* [Task directions] Collect every line in the entries below that contains the word "observation", and copy each of those lines in full.

Records taken from a collection
= = = = = = =

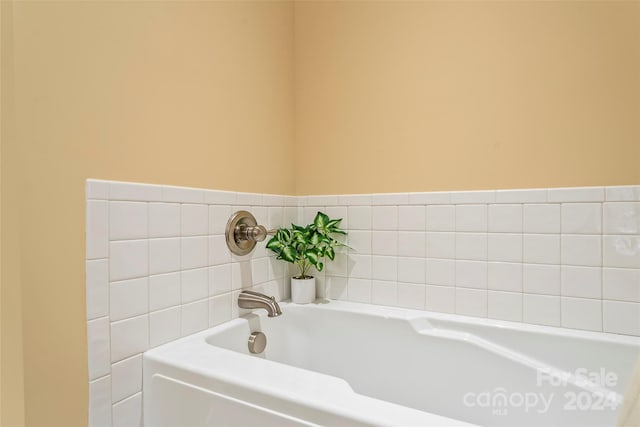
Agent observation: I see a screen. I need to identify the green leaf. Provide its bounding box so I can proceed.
[304,249,319,265]
[327,218,342,229]
[325,246,336,261]
[313,212,330,230]
[309,233,321,246]
[280,246,296,262]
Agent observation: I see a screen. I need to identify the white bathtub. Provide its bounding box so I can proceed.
[143,301,640,427]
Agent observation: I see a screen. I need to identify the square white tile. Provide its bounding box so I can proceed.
[456,205,487,232]
[547,187,604,203]
[602,236,640,268]
[209,259,232,296]
[562,203,602,234]
[398,257,425,284]
[398,206,427,231]
[89,375,111,427]
[398,282,425,310]
[602,300,640,336]
[180,299,209,337]
[398,231,426,257]
[488,233,522,262]
[426,232,456,259]
[149,307,181,348]
[561,265,602,299]
[425,285,456,313]
[149,237,180,274]
[522,264,560,295]
[488,291,522,322]
[487,262,522,292]
[209,294,232,326]
[561,297,602,331]
[109,240,149,281]
[602,268,640,302]
[371,231,398,255]
[111,315,149,362]
[347,278,371,303]
[522,234,560,264]
[604,202,640,235]
[371,256,398,281]
[111,354,142,402]
[109,277,149,321]
[149,272,181,311]
[347,254,371,279]
[560,234,602,267]
[109,202,149,240]
[522,294,560,326]
[347,230,371,255]
[456,260,487,289]
[347,206,371,230]
[489,205,522,233]
[113,393,142,427]
[149,203,180,237]
[426,258,456,286]
[209,235,231,265]
[371,206,398,230]
[456,233,487,261]
[426,205,456,231]
[87,317,111,380]
[371,280,398,306]
[85,259,109,320]
[180,236,208,270]
[180,204,209,236]
[180,268,209,304]
[456,288,487,317]
[523,204,560,234]
[86,200,109,259]
[109,181,162,202]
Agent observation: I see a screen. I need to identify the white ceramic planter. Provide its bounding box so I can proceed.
[291,277,316,304]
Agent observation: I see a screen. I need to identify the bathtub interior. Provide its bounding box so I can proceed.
[206,302,638,426]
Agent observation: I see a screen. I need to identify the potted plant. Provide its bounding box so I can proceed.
[267,212,347,304]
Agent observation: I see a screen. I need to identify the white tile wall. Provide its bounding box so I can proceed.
[86,180,640,426]
[86,180,288,427]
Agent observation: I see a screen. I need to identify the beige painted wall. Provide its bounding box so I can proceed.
[295,1,640,194]
[2,2,294,427]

= = = = = = =

* [Answer to the problem]
Agent observation: I see a screen. I need to identify the green leaf. Provide its bounding box so I can proceed.
Agent observation: I see a screen. I need to identify the white bathtub. Provide its bounding box so I can proceed.
Agent observation: I see a screen. I need to identify the square white tile. Provide its bounding box so I can proceed.
Agent observation: I see a screen. I need to identify the white ceramic planter. Provide its bounding box so I can proceed.
Agent observation: I see a screen. I need to identify the bathtub interior. Provide its bounding box so I can proceed.
Agent observation: I see a screen. I need to identify the potted plant. Provide its bounding box so I can proceed.
Agent observation: I see a screen. I need to identify the white tile wall. Provide its bounding box so I can proceed.
Agent observation: I see a screen. I need to identify the beige painted wall. Provide its bounding box so I can proceed.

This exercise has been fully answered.